§ **Job**: Write out the data again in full, exactly as it reads.

§ **Records for the exercise**:
-*-*-

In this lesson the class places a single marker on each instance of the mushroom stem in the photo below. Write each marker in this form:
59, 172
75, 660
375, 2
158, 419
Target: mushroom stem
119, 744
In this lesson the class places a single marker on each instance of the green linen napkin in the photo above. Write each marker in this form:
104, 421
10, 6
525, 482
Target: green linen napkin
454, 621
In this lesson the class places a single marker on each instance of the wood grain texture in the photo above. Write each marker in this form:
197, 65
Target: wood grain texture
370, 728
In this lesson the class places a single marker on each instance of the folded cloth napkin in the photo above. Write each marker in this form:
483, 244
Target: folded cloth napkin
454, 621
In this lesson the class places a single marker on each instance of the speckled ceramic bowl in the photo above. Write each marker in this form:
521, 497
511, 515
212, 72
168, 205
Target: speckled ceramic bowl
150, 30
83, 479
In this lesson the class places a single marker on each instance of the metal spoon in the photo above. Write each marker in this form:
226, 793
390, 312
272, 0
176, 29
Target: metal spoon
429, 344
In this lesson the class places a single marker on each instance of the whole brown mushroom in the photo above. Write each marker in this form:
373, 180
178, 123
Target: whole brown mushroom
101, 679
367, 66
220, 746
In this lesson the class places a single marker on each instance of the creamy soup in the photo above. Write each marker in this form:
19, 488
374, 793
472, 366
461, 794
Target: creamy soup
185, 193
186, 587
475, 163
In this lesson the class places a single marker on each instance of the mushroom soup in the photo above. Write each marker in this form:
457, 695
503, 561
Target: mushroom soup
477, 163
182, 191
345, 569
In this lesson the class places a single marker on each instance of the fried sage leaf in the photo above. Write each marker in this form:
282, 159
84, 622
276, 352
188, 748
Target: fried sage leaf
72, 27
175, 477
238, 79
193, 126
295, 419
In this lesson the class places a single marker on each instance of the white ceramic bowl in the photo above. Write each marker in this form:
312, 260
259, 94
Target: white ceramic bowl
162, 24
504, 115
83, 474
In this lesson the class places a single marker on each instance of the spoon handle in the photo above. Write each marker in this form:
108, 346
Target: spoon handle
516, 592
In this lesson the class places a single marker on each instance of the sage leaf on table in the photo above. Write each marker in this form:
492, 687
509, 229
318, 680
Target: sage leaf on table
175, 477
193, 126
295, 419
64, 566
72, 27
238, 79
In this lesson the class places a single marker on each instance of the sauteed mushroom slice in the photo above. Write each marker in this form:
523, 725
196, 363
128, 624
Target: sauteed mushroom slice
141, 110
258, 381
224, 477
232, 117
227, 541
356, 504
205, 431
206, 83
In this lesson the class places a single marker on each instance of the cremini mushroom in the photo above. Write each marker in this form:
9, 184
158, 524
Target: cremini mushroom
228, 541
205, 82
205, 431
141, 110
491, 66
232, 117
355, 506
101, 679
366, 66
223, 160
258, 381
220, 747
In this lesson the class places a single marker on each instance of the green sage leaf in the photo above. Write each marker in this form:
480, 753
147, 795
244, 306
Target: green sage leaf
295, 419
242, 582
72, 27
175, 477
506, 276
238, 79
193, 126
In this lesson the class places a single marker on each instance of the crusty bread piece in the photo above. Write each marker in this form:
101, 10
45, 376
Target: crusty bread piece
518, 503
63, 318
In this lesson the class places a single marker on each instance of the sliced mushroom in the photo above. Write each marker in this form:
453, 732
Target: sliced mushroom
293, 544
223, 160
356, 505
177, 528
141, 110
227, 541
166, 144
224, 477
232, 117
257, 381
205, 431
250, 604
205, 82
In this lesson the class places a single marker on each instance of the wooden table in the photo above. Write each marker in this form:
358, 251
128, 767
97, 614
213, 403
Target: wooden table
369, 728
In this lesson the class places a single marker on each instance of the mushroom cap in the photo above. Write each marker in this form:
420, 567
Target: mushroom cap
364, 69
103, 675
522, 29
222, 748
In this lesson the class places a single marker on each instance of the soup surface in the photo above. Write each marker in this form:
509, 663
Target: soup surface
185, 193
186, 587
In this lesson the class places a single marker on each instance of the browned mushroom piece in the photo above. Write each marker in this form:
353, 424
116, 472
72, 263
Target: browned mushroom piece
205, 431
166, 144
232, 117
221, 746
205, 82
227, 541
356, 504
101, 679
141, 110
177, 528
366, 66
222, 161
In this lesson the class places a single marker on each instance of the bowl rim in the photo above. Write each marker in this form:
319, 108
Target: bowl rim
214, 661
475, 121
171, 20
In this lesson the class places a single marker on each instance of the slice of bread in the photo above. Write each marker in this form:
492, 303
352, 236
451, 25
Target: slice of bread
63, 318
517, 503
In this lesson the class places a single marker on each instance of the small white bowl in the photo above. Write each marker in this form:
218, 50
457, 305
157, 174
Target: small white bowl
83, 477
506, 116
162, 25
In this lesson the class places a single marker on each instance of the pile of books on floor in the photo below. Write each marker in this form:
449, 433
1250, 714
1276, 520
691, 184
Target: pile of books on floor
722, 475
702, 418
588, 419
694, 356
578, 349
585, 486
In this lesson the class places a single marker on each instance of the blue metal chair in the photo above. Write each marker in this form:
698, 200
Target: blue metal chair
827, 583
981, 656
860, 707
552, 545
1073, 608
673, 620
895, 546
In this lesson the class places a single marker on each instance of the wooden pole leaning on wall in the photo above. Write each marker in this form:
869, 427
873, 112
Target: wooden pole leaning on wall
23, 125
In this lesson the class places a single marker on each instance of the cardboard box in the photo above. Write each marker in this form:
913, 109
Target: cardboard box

-*-*-

§ **Output of the exercise**:
In this lesson the class places a single marker on each instance of the mushroom stem in the photo below. Write each marker in this form:
59, 172
75, 660
375, 2
158, 419
Target: mushroom stem
119, 744
In this lesson the class places a single marker on each instance of the green linen napkin in the photo above. Write each marker in this form:
104, 421
10, 6
525, 482
Target: green linen napkin
454, 621
In this lesson the class places a single marker on each instance of the wood grain texture in the photo above. Write each marker in this form:
197, 65
Target: wood grain texture
370, 728
In this lesson the class places a single marker on each instance of the folded cloth napkin in the photo above. Write each marker in this form:
483, 244
Target: folded cloth napkin
454, 621
In this lesson the class places a single marker on each instance of the speckled ceramic bowl in the photo above. Write each marker in this form:
521, 497
511, 515
212, 72
168, 205
Target: speckled ceramic bowl
150, 30
83, 479
In this lesson the class places a single marker on each instance of the metal spoon in the photo above. Write each marker in this form:
226, 793
390, 312
272, 0
176, 29
Target: metal spoon
429, 344
In this lesson the class places a single marker on each instance of the whole brown mushroom in the photo above. Write each marker in this form:
373, 180
178, 123
Target: whole brown mushroom
101, 679
367, 66
220, 746
In this lesson the class places a single marker on each instance of the creamy soup in the photo above. Write each marker in this form:
19, 488
374, 793
472, 366
461, 794
Target: creamy soup
185, 193
186, 587
475, 163
In this lesson the class places a single marker on each instance of the mushroom soup in the photo above. Write each marker in this form:
457, 695
503, 561
Target: mushroom soup
477, 163
182, 191
345, 569
In this lesson the class places a single marker on each instance of the fried sage leaf in the photo above. Write each marker in this form:
282, 159
84, 622
276, 352
188, 748
Target: fried sage leaf
72, 27
175, 477
238, 79
193, 126
295, 419
In this lesson the class places a single marker on each instance of the white ceramic bowl in the photo above. Write each marker in this form:
312, 260
259, 94
Target: white ceramic bowl
162, 24
504, 115
83, 474
In this lesson the class places a single marker on each instance of the spoon handle in the photo above. Write each marker in this form:
108, 346
Target: spoon handle
516, 592
In this lesson the class places a single marker on each instance of the sage leaf on table in the photo above. Write each marker in this form:
492, 687
509, 229
318, 680
Target: sage leaf on table
175, 477
193, 126
295, 419
64, 566
72, 27
238, 79
In this lesson the class places a single marker on each instance of the sauteed mushroom slice in the photo above. Write each marker in this form:
523, 725
196, 363
128, 624
Target: sauteed mushroom slice
141, 110
258, 381
224, 477
232, 117
227, 541
356, 504
205, 431
206, 83
In this lesson the class places a single marker on each instance of the cremini mushroom in the photo above. Write each marker in this form:
9, 184
158, 524
Target: cremini mushroom
228, 541
205, 82
205, 431
141, 110
491, 66
232, 117
355, 506
101, 679
366, 66
223, 160
258, 381
220, 747
In this lesson the class places a single marker on each instance of the green sage leaf in the photo above. Write each marker in this form:
480, 753
147, 795
244, 306
Target: green sage leaf
295, 419
242, 582
72, 27
175, 477
506, 276
238, 79
193, 126
In this lesson the class places a single marker on each instance of the crusty bread piece in the photo above. Write each marker in this form:
101, 10
45, 376
Target: crusty bread piece
518, 503
63, 318
In this lesson the class places a single marker on each instance of the sliced mushroom in the photo above. Write each marker in this form:
453, 732
Target: sliced mushroom
293, 544
223, 160
356, 505
177, 528
141, 110
227, 541
166, 144
224, 477
232, 117
257, 381
205, 431
250, 604
205, 82
In this lesson the class places a single marker on each instance of the wooden table in the photo above. Write each marker in this form:
358, 251
128, 767
97, 614
213, 403
Target: wooden table
369, 728
In this lesson the class places a single marker on each instance of the mushroom cap in the photo above. Write each marker in this form:
420, 567
Target: mushroom cap
364, 69
103, 675
522, 29
222, 748
In this lesson the class places a single marker on each instance of the soup surface in the photo above. Write each marker in this form:
509, 663
Target: soup surface
185, 193
186, 587
In this lesson the class places a single marker on each instance of the browned mushroom piece in the photo above. Write each marker in this form:
353, 424
116, 472
72, 263
Target: browned mushroom piece
205, 431
166, 144
232, 117
221, 746
205, 82
227, 541
356, 504
101, 679
141, 110
177, 528
366, 66
222, 161
In this lesson the class places a single marker on each instance of the bowl rim in the photo above. Write each marker in this form:
319, 108
Target: bowl rim
214, 661
475, 121
171, 20
In this lesson the class places a single marker on each instance of the slice of bread in the photo above. Write each marker in this form:
492, 303
352, 236
451, 25
Target: slice of bread
63, 318
517, 503
In this lesson the class places a single marker on each instance of the small white bowl in the photo above. Write each marker in this form:
218, 50
457, 305
157, 174
Target: small white bowl
83, 477
506, 116
162, 25
In this lesson the class places a single marker on each instance of the pile of books on floor in the photo below. Write each marker in this form:
449, 433
1250, 714
1276, 520
691, 184
Target: pile of books on floor
722, 475
702, 418
588, 419
694, 356
578, 349
585, 486
In this lesson the class places a single marker on each instance of the blue metal chair in the photo above. Write each marker in this form:
698, 200
Target: blue metal chair
827, 583
981, 656
860, 707
552, 545
1073, 608
673, 620
895, 546
In this lesson the class places a single marker on each instance of the wooden pole leaning on wall in the photo above. Write each marker in this form:
869, 427
873, 112
Target: wooden pole leaning on wall
23, 125
In this lesson the class places a single marker on each instance of the cardboard box in the photo above. Write each marker in this form:
913, 109
Target: cardboard box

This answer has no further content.